'''
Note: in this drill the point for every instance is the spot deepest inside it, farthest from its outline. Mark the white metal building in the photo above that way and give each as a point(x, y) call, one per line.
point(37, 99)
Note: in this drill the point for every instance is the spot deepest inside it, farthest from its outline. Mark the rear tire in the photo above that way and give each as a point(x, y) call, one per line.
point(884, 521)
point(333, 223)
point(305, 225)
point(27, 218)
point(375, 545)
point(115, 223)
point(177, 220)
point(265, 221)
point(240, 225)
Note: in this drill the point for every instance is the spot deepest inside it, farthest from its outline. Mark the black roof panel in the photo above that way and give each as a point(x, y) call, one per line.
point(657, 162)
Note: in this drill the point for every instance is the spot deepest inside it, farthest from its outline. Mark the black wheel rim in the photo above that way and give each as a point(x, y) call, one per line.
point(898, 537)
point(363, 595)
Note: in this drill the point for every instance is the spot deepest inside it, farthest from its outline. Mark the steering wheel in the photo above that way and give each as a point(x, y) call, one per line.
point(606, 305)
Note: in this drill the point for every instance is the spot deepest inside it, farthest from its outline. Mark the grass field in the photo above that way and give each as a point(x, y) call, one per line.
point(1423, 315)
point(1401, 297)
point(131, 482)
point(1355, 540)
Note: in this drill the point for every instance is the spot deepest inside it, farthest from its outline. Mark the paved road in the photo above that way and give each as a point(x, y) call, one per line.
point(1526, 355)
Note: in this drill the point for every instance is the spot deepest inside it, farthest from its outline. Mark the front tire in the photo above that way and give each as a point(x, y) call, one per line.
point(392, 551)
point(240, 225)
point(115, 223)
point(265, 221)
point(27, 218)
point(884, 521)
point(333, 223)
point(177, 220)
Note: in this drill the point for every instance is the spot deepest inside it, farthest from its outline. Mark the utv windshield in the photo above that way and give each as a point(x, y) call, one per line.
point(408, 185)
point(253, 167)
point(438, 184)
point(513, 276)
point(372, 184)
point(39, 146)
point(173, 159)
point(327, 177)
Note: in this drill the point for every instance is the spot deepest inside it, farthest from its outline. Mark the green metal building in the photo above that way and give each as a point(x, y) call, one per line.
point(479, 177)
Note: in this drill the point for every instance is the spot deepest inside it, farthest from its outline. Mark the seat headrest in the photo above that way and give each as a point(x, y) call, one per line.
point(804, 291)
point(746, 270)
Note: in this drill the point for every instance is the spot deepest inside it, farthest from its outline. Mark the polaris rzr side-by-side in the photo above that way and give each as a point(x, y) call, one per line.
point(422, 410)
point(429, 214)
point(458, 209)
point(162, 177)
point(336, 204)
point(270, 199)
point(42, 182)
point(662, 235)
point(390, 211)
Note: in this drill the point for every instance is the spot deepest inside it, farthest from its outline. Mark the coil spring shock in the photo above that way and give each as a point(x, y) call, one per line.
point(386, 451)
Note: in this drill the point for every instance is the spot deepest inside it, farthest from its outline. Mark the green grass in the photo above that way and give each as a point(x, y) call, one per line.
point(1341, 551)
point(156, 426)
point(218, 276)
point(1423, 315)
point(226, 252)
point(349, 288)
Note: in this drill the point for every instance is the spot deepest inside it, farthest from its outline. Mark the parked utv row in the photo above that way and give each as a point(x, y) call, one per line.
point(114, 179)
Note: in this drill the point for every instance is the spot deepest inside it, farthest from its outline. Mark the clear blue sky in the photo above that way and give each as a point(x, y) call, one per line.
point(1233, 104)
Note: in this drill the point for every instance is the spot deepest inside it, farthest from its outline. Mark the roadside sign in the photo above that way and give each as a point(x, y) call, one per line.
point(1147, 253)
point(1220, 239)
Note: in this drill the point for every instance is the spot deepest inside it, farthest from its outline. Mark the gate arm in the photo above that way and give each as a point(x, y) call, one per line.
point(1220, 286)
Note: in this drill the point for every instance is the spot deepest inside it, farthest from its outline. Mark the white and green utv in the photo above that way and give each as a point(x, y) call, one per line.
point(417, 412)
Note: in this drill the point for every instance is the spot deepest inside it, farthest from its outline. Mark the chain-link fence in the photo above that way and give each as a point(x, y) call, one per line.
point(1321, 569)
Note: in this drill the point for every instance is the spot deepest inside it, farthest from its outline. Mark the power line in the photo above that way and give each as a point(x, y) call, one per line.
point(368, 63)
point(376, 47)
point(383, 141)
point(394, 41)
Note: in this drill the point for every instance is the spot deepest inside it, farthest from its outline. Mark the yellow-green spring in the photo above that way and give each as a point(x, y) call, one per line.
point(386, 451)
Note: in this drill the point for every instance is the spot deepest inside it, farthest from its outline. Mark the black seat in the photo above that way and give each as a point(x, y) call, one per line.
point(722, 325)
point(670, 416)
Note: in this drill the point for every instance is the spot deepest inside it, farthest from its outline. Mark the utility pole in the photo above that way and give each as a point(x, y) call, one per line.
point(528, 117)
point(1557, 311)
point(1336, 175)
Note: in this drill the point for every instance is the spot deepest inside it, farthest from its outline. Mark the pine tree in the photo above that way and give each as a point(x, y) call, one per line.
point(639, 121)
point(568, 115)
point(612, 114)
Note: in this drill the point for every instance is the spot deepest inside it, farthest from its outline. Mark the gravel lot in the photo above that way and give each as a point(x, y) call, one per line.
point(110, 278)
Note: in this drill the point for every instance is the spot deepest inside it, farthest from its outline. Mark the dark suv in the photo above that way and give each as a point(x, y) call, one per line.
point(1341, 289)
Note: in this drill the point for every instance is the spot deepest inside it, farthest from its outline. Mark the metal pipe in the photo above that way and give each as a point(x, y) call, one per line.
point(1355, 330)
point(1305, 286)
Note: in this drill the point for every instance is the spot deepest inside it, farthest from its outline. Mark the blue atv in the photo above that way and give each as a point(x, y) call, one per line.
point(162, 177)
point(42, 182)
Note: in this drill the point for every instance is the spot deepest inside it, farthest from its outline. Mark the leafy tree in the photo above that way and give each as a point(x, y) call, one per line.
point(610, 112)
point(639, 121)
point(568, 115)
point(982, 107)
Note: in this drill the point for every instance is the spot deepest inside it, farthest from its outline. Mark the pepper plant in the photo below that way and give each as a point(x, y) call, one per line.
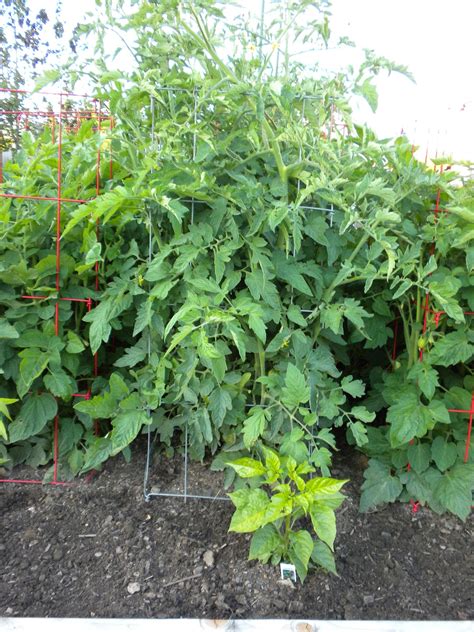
point(256, 249)
point(273, 519)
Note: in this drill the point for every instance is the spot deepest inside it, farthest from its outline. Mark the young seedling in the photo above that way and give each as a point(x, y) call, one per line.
point(280, 498)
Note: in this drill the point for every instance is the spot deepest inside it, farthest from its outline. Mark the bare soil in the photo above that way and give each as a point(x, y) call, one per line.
point(97, 549)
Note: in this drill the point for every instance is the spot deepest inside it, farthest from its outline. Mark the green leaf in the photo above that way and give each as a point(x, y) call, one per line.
point(251, 509)
point(74, 343)
point(59, 384)
point(408, 418)
point(101, 406)
point(321, 487)
point(379, 487)
point(444, 453)
point(355, 313)
point(361, 412)
point(295, 391)
point(4, 403)
point(254, 426)
point(257, 325)
point(289, 270)
point(277, 215)
point(125, 427)
point(265, 541)
point(301, 548)
point(359, 432)
point(452, 348)
point(405, 285)
point(144, 314)
point(96, 454)
point(331, 317)
point(220, 402)
point(247, 467)
point(324, 523)
point(49, 76)
point(419, 456)
point(439, 412)
point(33, 363)
point(294, 314)
point(444, 291)
point(35, 413)
point(324, 557)
point(454, 492)
point(132, 356)
point(426, 377)
point(7, 331)
point(369, 92)
point(356, 388)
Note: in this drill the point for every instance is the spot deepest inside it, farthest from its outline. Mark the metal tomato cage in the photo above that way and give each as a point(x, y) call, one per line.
point(65, 117)
point(335, 126)
point(437, 315)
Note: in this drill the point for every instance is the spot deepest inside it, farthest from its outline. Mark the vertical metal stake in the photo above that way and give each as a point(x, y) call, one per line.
point(194, 147)
point(186, 461)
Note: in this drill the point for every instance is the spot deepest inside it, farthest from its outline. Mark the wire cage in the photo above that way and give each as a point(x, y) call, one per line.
point(59, 122)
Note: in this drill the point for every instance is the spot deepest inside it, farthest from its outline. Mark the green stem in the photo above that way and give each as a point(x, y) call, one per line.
point(261, 359)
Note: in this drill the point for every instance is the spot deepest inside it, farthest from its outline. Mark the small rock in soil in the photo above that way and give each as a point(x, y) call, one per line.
point(208, 558)
point(241, 599)
point(133, 588)
point(58, 553)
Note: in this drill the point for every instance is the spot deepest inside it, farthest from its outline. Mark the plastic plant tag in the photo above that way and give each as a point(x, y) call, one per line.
point(288, 571)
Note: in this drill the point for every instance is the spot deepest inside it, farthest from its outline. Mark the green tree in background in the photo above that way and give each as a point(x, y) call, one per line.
point(25, 48)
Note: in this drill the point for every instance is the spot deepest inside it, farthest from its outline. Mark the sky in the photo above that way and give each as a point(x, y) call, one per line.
point(432, 37)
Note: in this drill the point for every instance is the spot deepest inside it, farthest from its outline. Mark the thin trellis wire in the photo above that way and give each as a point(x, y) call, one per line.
point(185, 495)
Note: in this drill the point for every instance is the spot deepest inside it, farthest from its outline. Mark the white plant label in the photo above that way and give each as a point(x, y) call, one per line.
point(288, 571)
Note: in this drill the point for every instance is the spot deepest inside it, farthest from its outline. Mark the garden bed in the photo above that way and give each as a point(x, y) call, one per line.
point(99, 550)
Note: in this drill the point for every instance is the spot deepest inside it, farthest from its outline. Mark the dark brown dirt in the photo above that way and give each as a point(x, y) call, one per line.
point(81, 551)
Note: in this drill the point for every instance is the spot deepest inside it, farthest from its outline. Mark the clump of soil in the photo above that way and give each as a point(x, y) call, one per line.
point(98, 549)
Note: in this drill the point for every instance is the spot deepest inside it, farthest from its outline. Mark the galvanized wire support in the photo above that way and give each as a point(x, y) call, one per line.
point(148, 491)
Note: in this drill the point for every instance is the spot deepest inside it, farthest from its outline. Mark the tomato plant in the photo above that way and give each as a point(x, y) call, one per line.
point(256, 249)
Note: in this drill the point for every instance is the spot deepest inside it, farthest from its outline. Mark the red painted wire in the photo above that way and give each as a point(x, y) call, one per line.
point(33, 482)
point(395, 340)
point(44, 198)
point(469, 431)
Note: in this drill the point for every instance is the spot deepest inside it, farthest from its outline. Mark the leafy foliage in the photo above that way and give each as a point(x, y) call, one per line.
point(272, 516)
point(253, 259)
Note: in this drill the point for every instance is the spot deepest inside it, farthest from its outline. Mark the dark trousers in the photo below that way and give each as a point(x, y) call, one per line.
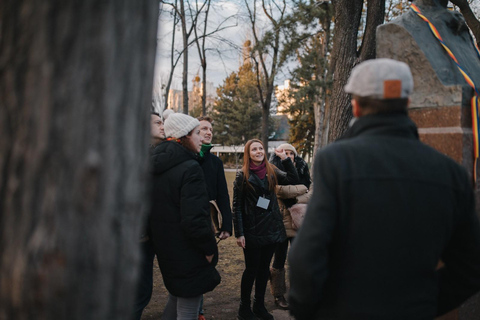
point(257, 270)
point(145, 279)
point(281, 254)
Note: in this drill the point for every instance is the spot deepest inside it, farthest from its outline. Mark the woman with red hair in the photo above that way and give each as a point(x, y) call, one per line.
point(258, 222)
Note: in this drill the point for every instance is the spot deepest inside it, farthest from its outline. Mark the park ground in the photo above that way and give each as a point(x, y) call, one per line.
point(222, 303)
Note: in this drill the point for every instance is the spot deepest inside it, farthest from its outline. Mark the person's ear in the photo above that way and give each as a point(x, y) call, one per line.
point(356, 110)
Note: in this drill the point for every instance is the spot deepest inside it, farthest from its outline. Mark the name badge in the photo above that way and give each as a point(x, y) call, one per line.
point(263, 202)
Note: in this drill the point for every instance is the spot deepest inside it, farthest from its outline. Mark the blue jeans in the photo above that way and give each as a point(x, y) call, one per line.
point(178, 308)
point(145, 278)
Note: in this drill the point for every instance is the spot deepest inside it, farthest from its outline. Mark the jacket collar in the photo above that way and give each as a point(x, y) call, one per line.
point(398, 125)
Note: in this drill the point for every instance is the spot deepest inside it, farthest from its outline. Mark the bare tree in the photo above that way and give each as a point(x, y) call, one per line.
point(200, 40)
point(74, 106)
point(346, 54)
point(266, 53)
point(472, 22)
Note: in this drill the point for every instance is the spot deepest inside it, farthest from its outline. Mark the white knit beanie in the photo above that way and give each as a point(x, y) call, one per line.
point(178, 125)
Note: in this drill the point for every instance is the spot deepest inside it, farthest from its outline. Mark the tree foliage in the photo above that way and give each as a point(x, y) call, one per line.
point(237, 112)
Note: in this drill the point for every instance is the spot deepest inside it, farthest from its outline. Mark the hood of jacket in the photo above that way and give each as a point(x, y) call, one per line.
point(169, 154)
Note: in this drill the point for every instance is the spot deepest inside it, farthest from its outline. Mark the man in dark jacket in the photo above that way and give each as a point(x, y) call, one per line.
point(147, 254)
point(385, 210)
point(214, 173)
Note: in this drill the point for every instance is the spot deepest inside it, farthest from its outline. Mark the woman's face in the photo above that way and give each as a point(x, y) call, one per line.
point(257, 154)
point(194, 140)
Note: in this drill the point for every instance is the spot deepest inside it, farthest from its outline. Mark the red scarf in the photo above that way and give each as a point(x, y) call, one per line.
point(260, 170)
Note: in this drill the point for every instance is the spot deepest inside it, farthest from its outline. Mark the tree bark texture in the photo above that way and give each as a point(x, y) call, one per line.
point(74, 108)
point(472, 22)
point(344, 56)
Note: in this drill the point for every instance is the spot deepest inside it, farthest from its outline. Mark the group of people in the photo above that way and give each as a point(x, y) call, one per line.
point(390, 230)
point(188, 181)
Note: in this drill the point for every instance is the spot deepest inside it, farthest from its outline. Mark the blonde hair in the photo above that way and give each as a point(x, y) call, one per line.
point(271, 176)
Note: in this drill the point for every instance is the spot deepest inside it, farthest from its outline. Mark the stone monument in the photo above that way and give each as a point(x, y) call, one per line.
point(441, 102)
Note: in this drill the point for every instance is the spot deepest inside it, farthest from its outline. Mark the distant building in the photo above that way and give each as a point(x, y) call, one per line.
point(281, 94)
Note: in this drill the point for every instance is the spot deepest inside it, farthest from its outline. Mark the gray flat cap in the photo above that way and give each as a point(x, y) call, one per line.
point(381, 79)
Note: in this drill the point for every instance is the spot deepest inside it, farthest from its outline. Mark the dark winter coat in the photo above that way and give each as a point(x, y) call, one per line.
point(217, 187)
point(385, 210)
point(180, 222)
point(260, 226)
point(300, 165)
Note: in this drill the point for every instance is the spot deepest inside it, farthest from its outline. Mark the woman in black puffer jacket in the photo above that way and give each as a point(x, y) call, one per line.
point(258, 222)
point(180, 223)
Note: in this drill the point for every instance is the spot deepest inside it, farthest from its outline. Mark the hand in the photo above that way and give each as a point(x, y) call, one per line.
point(209, 258)
point(241, 242)
point(281, 153)
point(224, 235)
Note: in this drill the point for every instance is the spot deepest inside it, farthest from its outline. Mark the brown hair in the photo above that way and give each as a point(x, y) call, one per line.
point(205, 118)
point(271, 176)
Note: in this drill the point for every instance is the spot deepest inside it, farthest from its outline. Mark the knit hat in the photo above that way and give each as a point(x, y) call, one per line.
point(166, 113)
point(287, 146)
point(178, 125)
point(381, 79)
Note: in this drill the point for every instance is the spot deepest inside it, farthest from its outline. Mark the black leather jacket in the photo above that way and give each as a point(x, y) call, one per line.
point(260, 226)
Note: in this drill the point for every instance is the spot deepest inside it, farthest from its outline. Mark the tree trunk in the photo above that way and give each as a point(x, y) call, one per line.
point(74, 112)
point(185, 58)
point(345, 56)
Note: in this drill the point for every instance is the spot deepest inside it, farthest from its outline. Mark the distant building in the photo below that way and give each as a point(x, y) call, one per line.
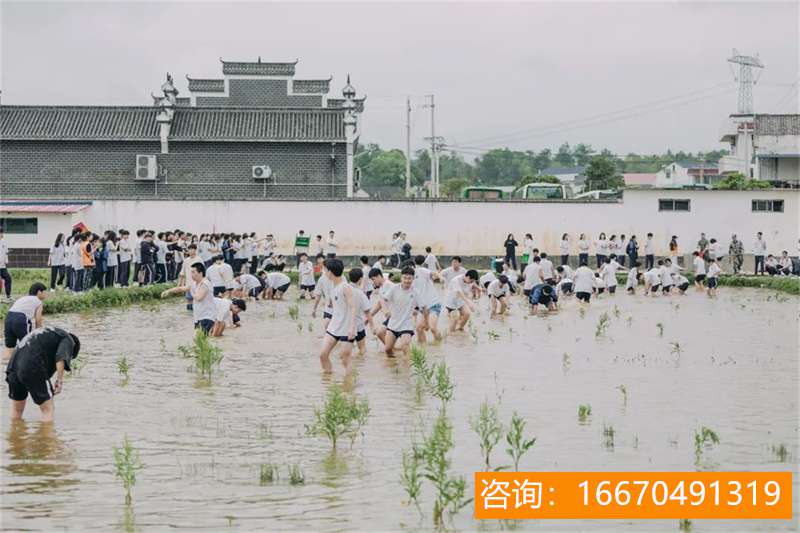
'''
SET EXERCISE:
Render the rows above, from the line with "the leafy tree" up to and including the line with "point(280, 498)", as a two-column CSV with the headers instruction and reply. Give one line per row, put each field in quotes with its line breaks turned into spaces, and leave the pictures out.

TASK OUTPUT:
instruction,reply
"Note: in this drill the point for every instance is the spot deepest inside it, farthest from its outline. Mark the leafy tree in the photo above that way and give each as a point(x, y) call, one per line.","point(610, 112) point(639, 121) point(568, 115) point(982, 107)"
"Note: in this drill the point for every instance is the spot deepest inside it, farthest from its outline. Mark the pepper plant in the photo below that way and give each as a point(x, y) call, one per line.","point(256, 249) point(273, 519)"
"Note: in this drill the point for every instance is the spot deepest inside it, farthest from its outline. Mark the young seedling in the photo above that way and give each as a point(x, y) call, one per line.","point(280, 498)"